Stated task >> Transcribe, exactly as they appear, only the lines from the one holding "Where can the red beaded" through the end of the entries below.

-.-.-

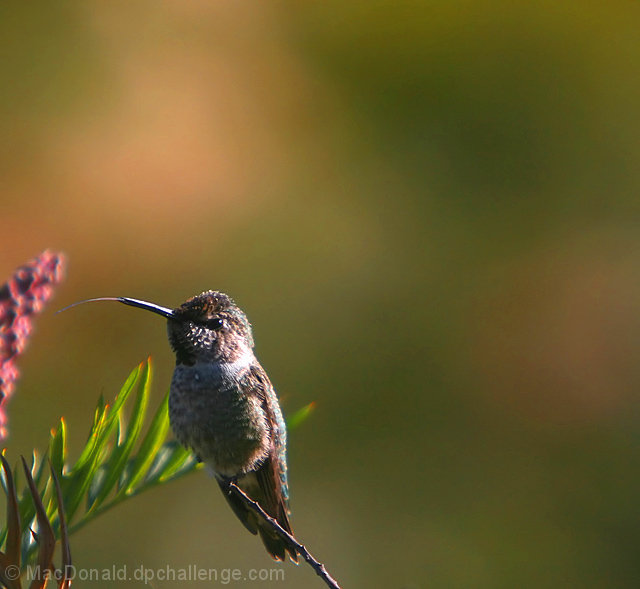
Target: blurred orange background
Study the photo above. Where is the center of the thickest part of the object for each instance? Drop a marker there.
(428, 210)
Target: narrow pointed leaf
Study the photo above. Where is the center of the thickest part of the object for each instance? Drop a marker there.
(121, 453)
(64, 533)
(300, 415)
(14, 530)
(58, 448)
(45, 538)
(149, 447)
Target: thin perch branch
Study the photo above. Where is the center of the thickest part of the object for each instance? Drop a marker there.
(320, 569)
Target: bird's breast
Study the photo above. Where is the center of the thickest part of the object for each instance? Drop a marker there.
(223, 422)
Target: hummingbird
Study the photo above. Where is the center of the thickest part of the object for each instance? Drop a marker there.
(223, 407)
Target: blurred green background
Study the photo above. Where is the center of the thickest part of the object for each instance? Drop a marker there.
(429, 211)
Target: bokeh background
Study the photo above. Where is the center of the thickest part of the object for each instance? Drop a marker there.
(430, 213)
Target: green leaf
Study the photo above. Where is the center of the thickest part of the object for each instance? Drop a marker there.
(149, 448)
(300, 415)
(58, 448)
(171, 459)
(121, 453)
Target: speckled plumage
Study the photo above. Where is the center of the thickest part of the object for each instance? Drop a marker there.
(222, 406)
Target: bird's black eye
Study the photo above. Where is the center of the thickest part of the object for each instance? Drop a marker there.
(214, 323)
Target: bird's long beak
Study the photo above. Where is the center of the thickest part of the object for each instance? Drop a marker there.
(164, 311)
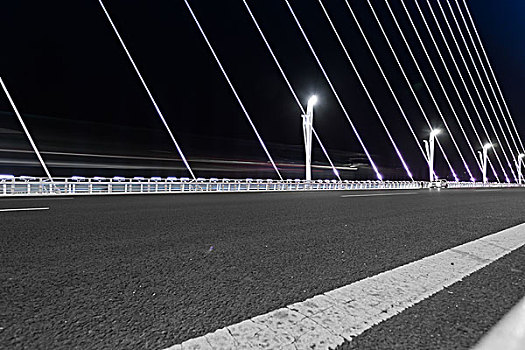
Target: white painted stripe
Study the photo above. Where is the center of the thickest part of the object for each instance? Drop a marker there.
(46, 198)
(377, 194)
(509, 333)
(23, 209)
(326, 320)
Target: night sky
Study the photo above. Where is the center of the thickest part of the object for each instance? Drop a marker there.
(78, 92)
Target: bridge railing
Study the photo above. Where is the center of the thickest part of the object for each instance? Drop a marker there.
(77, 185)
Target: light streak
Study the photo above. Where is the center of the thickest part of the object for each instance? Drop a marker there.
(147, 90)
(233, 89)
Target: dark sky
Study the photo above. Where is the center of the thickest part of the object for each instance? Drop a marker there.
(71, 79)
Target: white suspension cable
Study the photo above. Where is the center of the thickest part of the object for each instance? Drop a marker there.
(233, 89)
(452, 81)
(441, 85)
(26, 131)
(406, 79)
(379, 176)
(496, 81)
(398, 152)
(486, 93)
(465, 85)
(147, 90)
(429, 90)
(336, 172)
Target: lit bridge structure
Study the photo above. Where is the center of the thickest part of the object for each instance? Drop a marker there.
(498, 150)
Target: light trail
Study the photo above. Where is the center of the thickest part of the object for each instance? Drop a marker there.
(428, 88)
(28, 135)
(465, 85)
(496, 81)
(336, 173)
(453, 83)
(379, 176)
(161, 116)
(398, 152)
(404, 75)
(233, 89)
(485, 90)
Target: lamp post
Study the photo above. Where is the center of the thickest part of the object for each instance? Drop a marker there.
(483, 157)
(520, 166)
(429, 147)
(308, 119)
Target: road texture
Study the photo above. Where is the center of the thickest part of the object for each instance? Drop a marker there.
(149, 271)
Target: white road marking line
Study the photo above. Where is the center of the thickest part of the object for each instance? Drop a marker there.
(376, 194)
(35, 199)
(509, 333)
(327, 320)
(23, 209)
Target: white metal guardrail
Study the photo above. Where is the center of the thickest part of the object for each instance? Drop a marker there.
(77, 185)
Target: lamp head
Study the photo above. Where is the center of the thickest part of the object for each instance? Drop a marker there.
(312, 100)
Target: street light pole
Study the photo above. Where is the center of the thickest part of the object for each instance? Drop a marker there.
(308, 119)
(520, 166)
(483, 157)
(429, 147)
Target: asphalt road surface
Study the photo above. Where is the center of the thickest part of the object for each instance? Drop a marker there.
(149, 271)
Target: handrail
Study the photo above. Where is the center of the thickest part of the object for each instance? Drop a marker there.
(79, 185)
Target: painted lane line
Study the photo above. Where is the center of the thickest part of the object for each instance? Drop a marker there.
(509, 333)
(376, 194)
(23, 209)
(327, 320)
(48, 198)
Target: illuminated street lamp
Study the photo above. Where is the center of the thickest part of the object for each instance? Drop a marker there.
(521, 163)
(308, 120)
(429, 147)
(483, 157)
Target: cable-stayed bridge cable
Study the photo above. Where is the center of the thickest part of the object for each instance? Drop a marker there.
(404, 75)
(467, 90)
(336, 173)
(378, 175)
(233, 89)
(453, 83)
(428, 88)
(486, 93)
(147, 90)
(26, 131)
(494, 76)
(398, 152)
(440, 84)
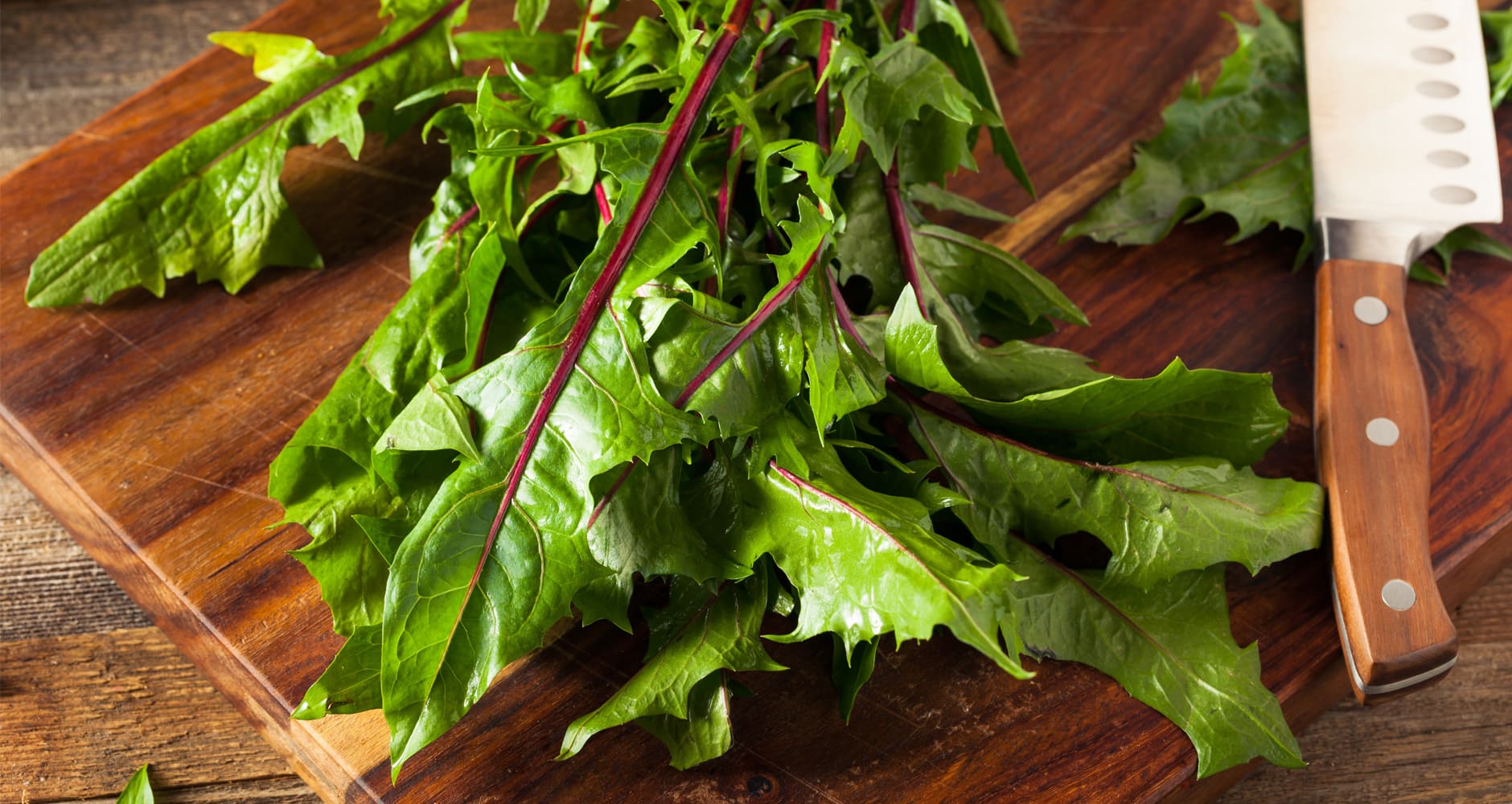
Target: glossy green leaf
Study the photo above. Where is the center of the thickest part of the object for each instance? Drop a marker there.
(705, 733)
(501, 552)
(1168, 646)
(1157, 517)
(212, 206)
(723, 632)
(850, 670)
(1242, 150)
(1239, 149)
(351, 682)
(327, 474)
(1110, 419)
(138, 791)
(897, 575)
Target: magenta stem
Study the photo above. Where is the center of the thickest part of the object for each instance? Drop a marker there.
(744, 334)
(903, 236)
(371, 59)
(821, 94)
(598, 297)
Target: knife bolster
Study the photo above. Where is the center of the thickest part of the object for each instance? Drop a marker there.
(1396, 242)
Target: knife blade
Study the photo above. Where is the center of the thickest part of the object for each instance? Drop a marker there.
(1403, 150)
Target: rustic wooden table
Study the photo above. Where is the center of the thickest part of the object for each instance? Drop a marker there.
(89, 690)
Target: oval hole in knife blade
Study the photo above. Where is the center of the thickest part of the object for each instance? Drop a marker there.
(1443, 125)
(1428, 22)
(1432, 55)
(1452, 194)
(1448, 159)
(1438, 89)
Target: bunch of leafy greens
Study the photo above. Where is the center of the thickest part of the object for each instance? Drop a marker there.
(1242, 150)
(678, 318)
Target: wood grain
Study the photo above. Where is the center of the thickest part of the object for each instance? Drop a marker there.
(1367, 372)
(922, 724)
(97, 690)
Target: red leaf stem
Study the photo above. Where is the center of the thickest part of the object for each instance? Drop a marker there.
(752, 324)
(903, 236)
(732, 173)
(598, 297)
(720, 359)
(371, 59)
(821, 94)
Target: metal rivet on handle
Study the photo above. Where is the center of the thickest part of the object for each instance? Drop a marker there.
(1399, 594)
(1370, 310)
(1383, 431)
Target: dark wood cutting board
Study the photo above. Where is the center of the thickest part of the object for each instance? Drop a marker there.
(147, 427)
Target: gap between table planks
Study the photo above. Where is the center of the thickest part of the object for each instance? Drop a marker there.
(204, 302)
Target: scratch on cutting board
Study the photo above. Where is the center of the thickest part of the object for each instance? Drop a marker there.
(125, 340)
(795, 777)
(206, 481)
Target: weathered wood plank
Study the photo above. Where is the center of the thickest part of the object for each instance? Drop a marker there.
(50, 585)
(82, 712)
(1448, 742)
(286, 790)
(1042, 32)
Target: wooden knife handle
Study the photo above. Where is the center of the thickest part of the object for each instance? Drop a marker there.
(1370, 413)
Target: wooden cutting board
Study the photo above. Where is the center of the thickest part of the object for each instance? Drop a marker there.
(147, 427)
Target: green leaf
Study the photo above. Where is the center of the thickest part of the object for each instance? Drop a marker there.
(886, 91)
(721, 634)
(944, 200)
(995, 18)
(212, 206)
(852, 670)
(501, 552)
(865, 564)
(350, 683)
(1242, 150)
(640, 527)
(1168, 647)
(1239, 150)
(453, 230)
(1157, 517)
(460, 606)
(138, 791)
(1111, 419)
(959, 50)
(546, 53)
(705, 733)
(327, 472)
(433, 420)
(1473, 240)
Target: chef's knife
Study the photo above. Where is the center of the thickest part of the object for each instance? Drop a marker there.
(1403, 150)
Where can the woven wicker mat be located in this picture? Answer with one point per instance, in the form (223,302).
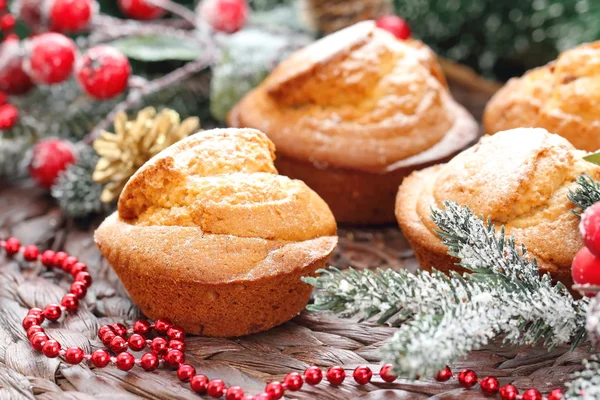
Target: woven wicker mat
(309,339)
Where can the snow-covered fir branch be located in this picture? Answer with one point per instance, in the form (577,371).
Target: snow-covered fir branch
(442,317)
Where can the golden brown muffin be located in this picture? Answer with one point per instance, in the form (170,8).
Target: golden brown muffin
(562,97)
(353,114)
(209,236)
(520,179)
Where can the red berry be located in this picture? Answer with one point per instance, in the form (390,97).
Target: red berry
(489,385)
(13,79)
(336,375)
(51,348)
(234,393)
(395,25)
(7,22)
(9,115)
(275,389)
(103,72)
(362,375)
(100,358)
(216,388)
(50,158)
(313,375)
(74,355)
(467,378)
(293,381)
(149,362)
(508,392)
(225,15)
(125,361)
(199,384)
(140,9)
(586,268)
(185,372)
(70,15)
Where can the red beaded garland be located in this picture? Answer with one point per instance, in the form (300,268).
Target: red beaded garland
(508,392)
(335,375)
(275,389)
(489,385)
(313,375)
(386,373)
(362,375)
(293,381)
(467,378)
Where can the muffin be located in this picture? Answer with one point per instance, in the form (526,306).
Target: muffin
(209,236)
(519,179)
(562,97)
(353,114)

-.-.-

Solution to the exercise >>
Where can the red beaded garland be located in this picture? Answer with one point per instance, in the form (300,268).
Target: red beaded garland
(508,392)
(335,375)
(275,389)
(489,385)
(313,375)
(386,373)
(362,375)
(293,381)
(467,378)
Where can the muffin be located in this picture? Answer with one point per instance, in the form (526,306).
Target: muffin
(209,236)
(519,179)
(562,97)
(353,114)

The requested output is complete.